Entries:
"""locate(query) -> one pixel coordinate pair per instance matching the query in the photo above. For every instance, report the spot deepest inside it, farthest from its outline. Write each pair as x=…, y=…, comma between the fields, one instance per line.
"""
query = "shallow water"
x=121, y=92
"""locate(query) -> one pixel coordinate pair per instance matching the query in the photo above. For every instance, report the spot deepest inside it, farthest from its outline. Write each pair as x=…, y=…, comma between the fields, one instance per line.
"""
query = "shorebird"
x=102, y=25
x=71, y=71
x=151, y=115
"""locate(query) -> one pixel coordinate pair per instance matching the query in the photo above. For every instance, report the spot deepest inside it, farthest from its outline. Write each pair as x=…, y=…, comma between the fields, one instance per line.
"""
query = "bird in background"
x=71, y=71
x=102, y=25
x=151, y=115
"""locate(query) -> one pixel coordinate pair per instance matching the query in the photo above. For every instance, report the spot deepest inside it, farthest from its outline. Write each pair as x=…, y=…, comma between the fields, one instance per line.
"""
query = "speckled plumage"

Task to complete:
Repeat every one of the lines above with nothing changed.

Task solution:
"""locate(query) -> one pixel coordinate pair per instance matching the query in the photo above. For every instance, report the spot deepest inside it, farthest from its outline. Write each pair as x=…, y=…, comma between the fields, one instance per line.
"""
query = "shallow water"
x=121, y=92
"""locate(query) -> one pixel coordinate pair per instance matching the query in the photo above. For every instance, report the spot deepest inside it, farthest from its outline. Write each pair as x=…, y=…, comma between the fields, one instance per line.
"""
query = "shorebird"
x=102, y=25
x=71, y=71
x=151, y=115
"""locate(query) -> one pixel coordinate pair per instance matching the query in the photo above. For every instance, report the spot deepest inside it, farthest from its outline. Write each pair as x=…, y=…, comma between the fields, one instance per line.
"""
query = "bird in background"
x=71, y=71
x=102, y=25
x=151, y=115
"""locate(query) -> one pixel coordinate pair per instance matching the query in the photo above. For every instance, report the spot deepest inside it, farthest from its outline. Write each pair as x=…, y=…, comma between the fields, one instance per line.
"""
query = "speckled plumage"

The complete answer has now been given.